:: SOURCE ::
By 1829, America’s first infamous prison complex, or the first “supermax,” known as the Eastern State Penitentiary, opened its doors to inmates.1 In contemporary wisdom, Quakers are typically accredited as the founders of solitary confinement. In reality, the Quakers proposed this system as an alternative to capital punishment at the time, rather than as a punitive system. By 1838, several prominent Quakers began to speak out against solitary confinement and its long-lasting psychological impacts on inmates. By this time, it was clear what started as the “Great Experiment” for humanitarian reform was no longer fully in the hands of Quakers.

As the world moved into the industrial revolution and to further spheres of modernity, the prison system would expand to accommodate the world’s growing population and increasing crime rate. At any given time, around two million Americans2 are incarcerated, making the United States the country with the highest incarceration rate in the world. Modern-day language of crime and punishment, with phrases like “war on crime,” invoke roots deep within the American memory of religious demand; the very system that Quakers fought against.

In modern days, many political thinkers leverage religious faith in order to justify a punitive prison system. Brennan Center’s Jonathan Simon coined a term known as “Punitive Civic Religion,”3 derived from medieval theology. In this framework, society holds criminals accountable for their crimes without much afterthought on what these crimes really are — intricate social occurrences with numerous contributing factors, not just a singular occurrence on the shoulders of one person. The intended outcomes of the criminal system should involve reintegration, but in practice it has typically meant the opposite.

:: SHORT TASK ::
Please answer these questions using the passage on prison history above.
(a) In what year did the Eastern State Penitentiary open?
(b) About how many Americans are incarcerated at any given time?
(c) Who coined the term "Punitive Civic Religion"?

:: DATA EXTRACT ::

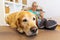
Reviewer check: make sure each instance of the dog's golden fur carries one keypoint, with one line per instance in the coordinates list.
(15, 20)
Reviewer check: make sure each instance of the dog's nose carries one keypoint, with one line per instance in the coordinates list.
(33, 29)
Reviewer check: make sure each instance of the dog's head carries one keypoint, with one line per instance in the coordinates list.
(26, 22)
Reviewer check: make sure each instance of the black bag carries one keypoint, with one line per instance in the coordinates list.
(48, 24)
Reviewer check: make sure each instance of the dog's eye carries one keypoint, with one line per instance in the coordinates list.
(33, 18)
(25, 20)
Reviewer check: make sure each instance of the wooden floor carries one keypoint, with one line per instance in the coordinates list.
(7, 33)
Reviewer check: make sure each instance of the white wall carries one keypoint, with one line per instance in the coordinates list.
(51, 8)
(2, 22)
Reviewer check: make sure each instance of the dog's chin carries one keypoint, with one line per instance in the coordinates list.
(29, 34)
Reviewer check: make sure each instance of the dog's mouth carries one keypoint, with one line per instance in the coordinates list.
(29, 34)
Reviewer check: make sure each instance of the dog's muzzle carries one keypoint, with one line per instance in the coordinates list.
(33, 29)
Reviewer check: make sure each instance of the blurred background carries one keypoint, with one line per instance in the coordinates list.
(51, 8)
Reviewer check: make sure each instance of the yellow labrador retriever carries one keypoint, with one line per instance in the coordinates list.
(24, 21)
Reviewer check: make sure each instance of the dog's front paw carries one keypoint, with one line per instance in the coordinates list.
(20, 30)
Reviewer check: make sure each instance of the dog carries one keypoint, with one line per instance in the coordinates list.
(24, 21)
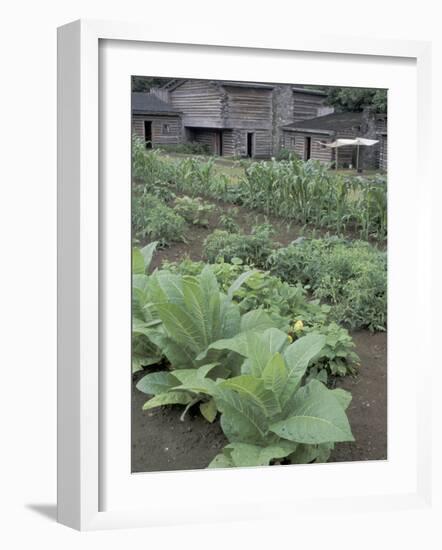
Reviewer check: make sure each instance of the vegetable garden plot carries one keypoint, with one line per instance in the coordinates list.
(249, 346)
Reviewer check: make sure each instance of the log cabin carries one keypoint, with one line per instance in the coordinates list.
(234, 119)
(156, 122)
(308, 138)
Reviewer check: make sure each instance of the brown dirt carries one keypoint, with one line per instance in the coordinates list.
(368, 410)
(162, 442)
(285, 233)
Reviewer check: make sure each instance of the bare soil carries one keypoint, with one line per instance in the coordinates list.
(162, 442)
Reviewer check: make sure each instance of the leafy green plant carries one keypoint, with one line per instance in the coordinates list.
(194, 313)
(144, 352)
(253, 248)
(266, 412)
(337, 357)
(153, 219)
(351, 276)
(285, 303)
(194, 211)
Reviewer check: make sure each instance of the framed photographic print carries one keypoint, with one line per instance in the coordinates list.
(234, 260)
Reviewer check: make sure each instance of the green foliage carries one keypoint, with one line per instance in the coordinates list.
(153, 219)
(351, 276)
(144, 352)
(152, 174)
(253, 248)
(194, 211)
(145, 83)
(284, 303)
(303, 192)
(266, 412)
(355, 99)
(337, 357)
(228, 221)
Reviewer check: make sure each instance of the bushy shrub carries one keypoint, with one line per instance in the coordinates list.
(351, 276)
(285, 303)
(152, 220)
(228, 221)
(253, 248)
(194, 211)
(151, 173)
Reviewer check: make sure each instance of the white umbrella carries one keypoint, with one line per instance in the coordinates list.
(342, 142)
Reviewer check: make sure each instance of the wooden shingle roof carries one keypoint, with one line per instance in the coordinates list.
(328, 123)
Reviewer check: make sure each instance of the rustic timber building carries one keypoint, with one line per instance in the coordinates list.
(308, 137)
(155, 121)
(245, 119)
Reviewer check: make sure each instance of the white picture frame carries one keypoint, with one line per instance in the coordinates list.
(82, 396)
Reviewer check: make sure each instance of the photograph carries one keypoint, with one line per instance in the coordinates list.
(259, 273)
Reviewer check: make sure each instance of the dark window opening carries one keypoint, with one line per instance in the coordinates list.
(148, 133)
(250, 144)
(307, 148)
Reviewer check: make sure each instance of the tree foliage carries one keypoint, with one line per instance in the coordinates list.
(355, 99)
(145, 83)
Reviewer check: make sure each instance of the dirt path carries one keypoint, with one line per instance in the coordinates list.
(368, 410)
(285, 233)
(162, 442)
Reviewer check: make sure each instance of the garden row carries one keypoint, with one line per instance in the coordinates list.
(307, 193)
(255, 334)
(223, 352)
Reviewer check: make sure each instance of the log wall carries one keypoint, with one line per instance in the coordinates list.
(166, 130)
(201, 103)
(306, 106)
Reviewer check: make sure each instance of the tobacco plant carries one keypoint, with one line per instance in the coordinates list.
(266, 412)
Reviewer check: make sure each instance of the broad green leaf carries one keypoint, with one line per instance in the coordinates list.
(253, 388)
(181, 326)
(242, 419)
(178, 355)
(142, 327)
(198, 306)
(194, 380)
(221, 461)
(238, 282)
(169, 398)
(166, 287)
(257, 347)
(275, 375)
(315, 416)
(157, 382)
(208, 410)
(230, 317)
(297, 357)
(257, 320)
(243, 454)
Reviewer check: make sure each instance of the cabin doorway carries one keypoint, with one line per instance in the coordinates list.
(218, 143)
(307, 148)
(148, 134)
(250, 151)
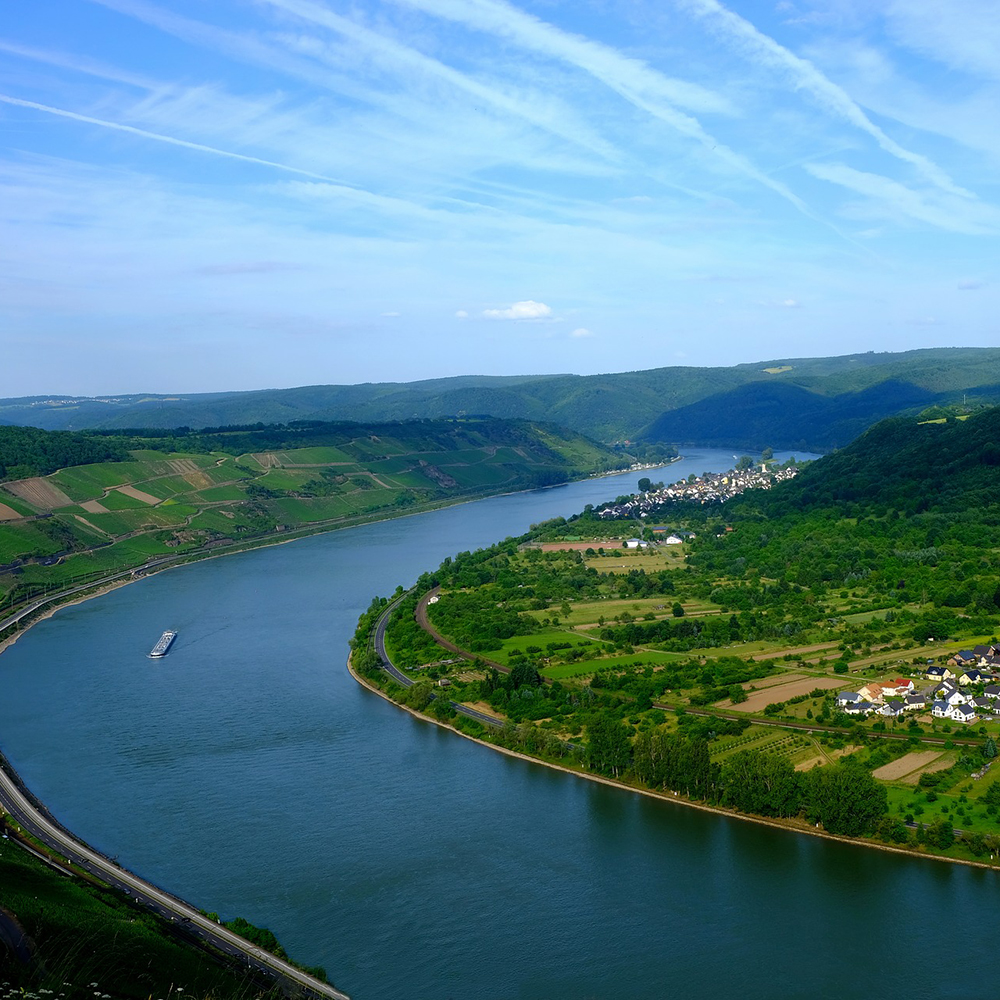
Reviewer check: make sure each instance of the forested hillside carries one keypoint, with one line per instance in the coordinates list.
(181, 492)
(807, 403)
(780, 653)
(28, 451)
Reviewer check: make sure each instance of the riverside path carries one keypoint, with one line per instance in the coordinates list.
(31, 816)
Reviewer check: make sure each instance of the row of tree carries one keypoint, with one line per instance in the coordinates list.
(844, 797)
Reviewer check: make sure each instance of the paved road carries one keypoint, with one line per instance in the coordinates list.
(813, 727)
(378, 638)
(31, 816)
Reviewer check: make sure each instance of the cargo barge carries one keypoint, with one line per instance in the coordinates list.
(163, 644)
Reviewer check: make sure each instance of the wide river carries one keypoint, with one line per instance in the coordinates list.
(250, 774)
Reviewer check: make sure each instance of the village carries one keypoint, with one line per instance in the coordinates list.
(710, 487)
(965, 694)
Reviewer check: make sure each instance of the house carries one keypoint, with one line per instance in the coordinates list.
(972, 676)
(872, 692)
(858, 707)
(963, 713)
(935, 673)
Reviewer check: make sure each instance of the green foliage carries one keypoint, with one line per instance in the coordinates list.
(28, 451)
(87, 935)
(846, 799)
(762, 783)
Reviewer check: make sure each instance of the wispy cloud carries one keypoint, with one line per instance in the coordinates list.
(157, 137)
(888, 197)
(805, 76)
(528, 309)
(249, 267)
(633, 80)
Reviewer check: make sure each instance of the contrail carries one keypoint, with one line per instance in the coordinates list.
(17, 102)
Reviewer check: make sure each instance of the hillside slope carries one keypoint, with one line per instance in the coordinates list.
(607, 407)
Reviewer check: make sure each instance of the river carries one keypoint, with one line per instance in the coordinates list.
(250, 774)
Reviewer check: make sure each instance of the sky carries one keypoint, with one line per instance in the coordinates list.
(209, 195)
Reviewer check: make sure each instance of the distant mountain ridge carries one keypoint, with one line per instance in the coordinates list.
(808, 403)
(756, 416)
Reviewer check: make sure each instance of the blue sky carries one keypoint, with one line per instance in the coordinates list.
(210, 195)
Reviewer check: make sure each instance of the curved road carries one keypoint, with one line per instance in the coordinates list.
(378, 639)
(21, 806)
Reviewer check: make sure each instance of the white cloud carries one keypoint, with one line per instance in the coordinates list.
(528, 309)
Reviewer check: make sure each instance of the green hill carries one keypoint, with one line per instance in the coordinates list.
(184, 493)
(610, 407)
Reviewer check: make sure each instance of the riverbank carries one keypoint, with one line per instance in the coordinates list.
(789, 826)
(141, 571)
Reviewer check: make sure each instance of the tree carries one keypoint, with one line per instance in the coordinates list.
(737, 694)
(846, 799)
(763, 783)
(609, 746)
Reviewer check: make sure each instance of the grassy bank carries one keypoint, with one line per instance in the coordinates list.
(87, 940)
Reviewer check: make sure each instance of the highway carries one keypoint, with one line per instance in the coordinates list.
(21, 806)
(378, 639)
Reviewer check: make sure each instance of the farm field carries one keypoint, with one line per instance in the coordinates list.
(758, 700)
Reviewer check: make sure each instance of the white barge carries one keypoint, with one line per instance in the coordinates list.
(163, 644)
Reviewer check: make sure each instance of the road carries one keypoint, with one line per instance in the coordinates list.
(378, 639)
(21, 806)
(813, 727)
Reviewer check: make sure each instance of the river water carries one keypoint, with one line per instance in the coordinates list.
(250, 774)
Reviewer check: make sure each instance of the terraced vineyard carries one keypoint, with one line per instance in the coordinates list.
(188, 493)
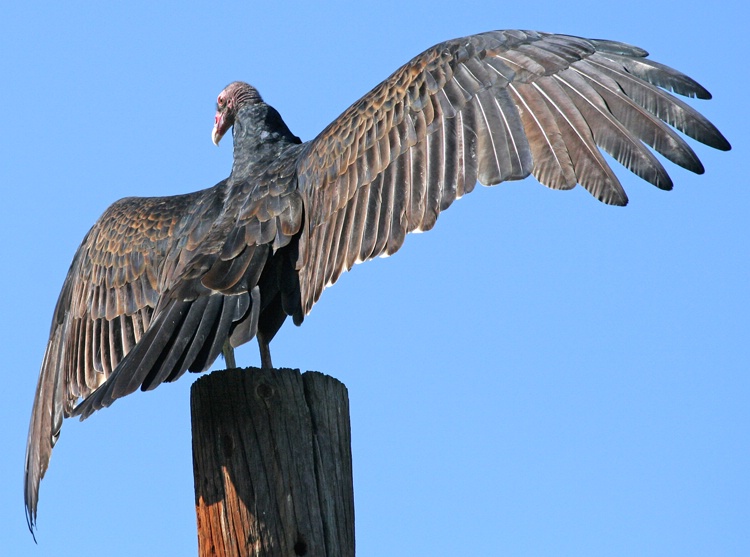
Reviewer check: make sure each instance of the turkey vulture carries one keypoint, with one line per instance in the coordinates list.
(162, 285)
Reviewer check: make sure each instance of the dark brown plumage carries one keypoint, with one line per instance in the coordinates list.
(161, 285)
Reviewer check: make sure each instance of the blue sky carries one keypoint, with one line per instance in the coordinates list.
(539, 375)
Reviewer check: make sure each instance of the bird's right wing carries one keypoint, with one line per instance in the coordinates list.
(491, 107)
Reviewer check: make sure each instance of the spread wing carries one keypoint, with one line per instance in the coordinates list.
(156, 288)
(491, 107)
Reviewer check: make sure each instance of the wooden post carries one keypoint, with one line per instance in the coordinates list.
(272, 464)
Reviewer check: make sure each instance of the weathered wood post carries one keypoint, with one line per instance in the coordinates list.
(272, 464)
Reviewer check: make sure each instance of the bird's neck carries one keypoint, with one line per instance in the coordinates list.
(260, 138)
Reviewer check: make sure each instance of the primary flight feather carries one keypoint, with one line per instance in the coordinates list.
(163, 285)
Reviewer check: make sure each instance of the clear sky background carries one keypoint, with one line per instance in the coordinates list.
(539, 375)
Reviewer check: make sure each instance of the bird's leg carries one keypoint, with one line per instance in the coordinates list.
(228, 352)
(265, 351)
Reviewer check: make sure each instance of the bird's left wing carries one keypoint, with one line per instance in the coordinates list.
(491, 107)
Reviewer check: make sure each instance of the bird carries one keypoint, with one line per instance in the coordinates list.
(163, 285)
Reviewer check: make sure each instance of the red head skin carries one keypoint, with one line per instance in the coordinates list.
(228, 103)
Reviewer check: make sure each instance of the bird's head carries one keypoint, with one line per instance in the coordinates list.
(230, 100)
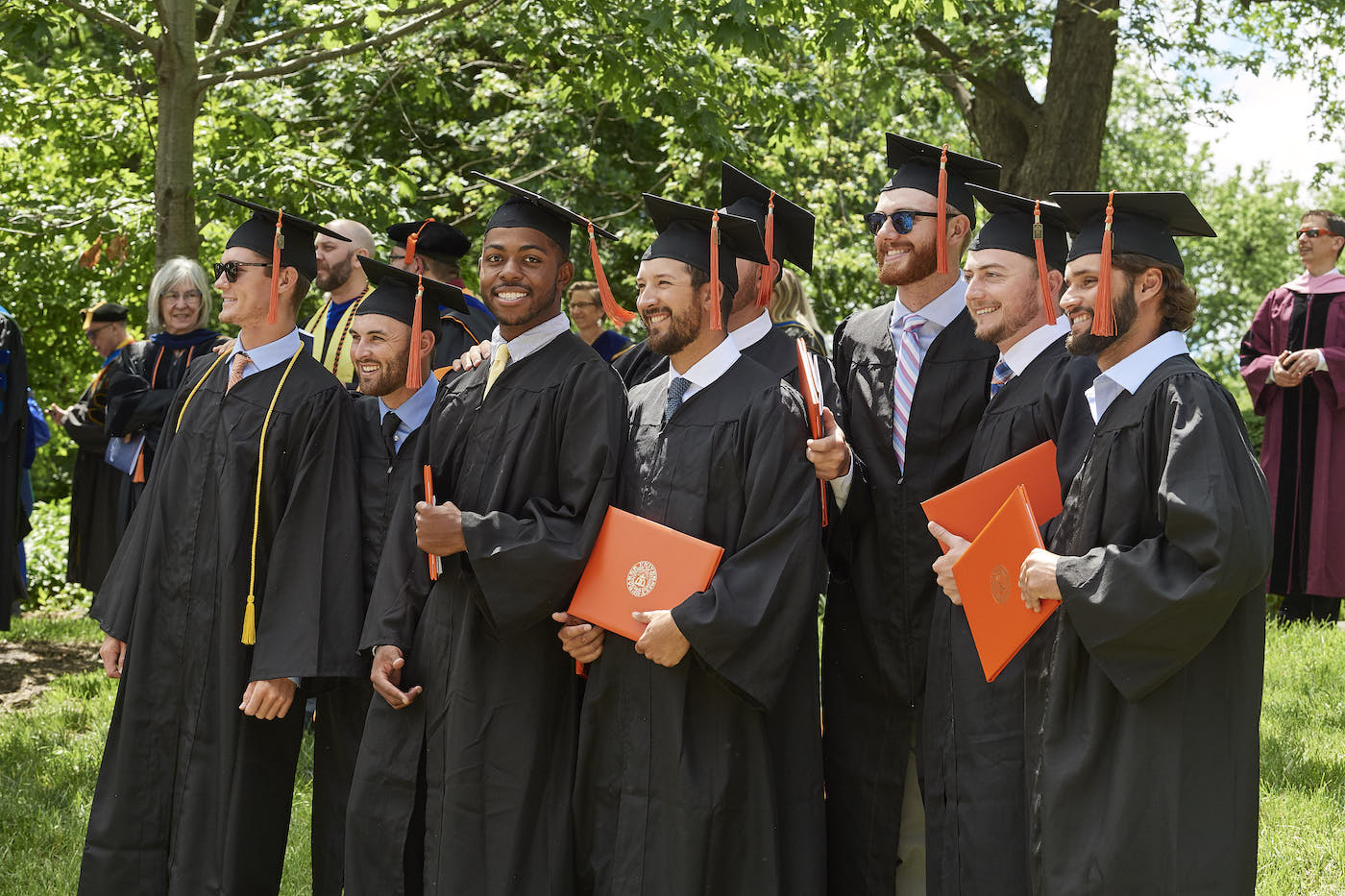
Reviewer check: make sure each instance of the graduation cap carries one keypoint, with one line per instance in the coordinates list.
(430, 238)
(104, 312)
(942, 174)
(401, 295)
(1140, 224)
(1028, 227)
(288, 240)
(695, 235)
(786, 228)
(526, 208)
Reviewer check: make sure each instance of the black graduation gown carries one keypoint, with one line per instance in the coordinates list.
(145, 379)
(339, 722)
(13, 428)
(974, 781)
(96, 487)
(706, 778)
(881, 593)
(1142, 714)
(533, 469)
(194, 797)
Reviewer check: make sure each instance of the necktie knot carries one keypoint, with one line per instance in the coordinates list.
(675, 390)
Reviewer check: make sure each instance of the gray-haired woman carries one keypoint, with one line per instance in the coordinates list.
(148, 373)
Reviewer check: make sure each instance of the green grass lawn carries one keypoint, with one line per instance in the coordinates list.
(49, 761)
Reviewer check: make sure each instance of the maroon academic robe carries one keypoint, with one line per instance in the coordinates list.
(1305, 429)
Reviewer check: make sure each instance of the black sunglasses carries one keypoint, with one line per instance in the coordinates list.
(903, 221)
(232, 268)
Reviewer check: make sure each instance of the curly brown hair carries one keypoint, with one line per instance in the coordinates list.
(1179, 299)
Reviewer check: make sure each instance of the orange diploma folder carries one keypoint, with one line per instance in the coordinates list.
(639, 566)
(966, 509)
(988, 580)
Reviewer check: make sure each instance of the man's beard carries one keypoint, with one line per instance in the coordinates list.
(1123, 308)
(338, 275)
(921, 262)
(681, 332)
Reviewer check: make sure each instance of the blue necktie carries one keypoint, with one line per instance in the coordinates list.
(675, 390)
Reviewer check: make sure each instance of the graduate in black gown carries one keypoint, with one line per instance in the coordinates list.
(884, 459)
(699, 764)
(147, 373)
(436, 252)
(974, 782)
(1143, 709)
(463, 784)
(397, 388)
(238, 577)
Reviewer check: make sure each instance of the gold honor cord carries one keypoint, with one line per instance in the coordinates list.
(249, 635)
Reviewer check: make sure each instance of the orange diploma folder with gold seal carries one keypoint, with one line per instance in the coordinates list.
(988, 580)
(639, 566)
(966, 509)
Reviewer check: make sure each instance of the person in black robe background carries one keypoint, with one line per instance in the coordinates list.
(197, 778)
(13, 439)
(1143, 708)
(883, 591)
(147, 373)
(974, 781)
(464, 775)
(699, 764)
(96, 485)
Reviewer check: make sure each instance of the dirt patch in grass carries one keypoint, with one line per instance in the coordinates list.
(27, 667)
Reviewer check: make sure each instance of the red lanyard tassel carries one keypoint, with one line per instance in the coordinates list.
(275, 269)
(766, 284)
(716, 287)
(616, 312)
(414, 378)
(1039, 237)
(1105, 319)
(942, 245)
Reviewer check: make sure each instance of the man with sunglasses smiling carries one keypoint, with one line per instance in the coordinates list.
(1293, 359)
(235, 588)
(914, 381)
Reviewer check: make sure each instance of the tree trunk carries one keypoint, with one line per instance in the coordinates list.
(1055, 144)
(179, 103)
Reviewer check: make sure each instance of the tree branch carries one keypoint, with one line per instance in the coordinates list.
(214, 54)
(336, 53)
(221, 27)
(110, 20)
(962, 67)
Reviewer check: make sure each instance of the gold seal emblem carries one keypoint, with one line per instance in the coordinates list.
(999, 584)
(642, 577)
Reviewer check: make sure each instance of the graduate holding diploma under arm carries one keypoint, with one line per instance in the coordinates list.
(1143, 707)
(699, 765)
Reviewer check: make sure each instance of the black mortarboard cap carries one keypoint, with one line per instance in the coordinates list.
(433, 240)
(1028, 227)
(104, 312)
(794, 225)
(686, 234)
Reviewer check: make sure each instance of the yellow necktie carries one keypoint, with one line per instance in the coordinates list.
(498, 362)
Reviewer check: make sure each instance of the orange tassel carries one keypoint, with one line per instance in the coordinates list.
(413, 370)
(616, 312)
(716, 287)
(1105, 319)
(410, 242)
(942, 247)
(1039, 235)
(275, 269)
(766, 284)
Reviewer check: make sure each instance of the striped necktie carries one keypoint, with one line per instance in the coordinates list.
(1004, 373)
(904, 385)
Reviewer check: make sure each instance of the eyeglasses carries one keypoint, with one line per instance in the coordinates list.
(232, 268)
(903, 221)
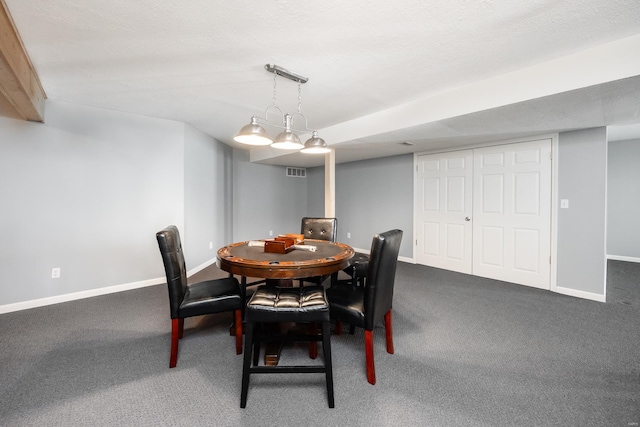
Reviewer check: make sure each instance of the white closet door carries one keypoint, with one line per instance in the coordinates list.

:: TASK SOLUTION ::
(a) 1829
(b) Around two million
(c) Jonathan Simon of the Brennan Center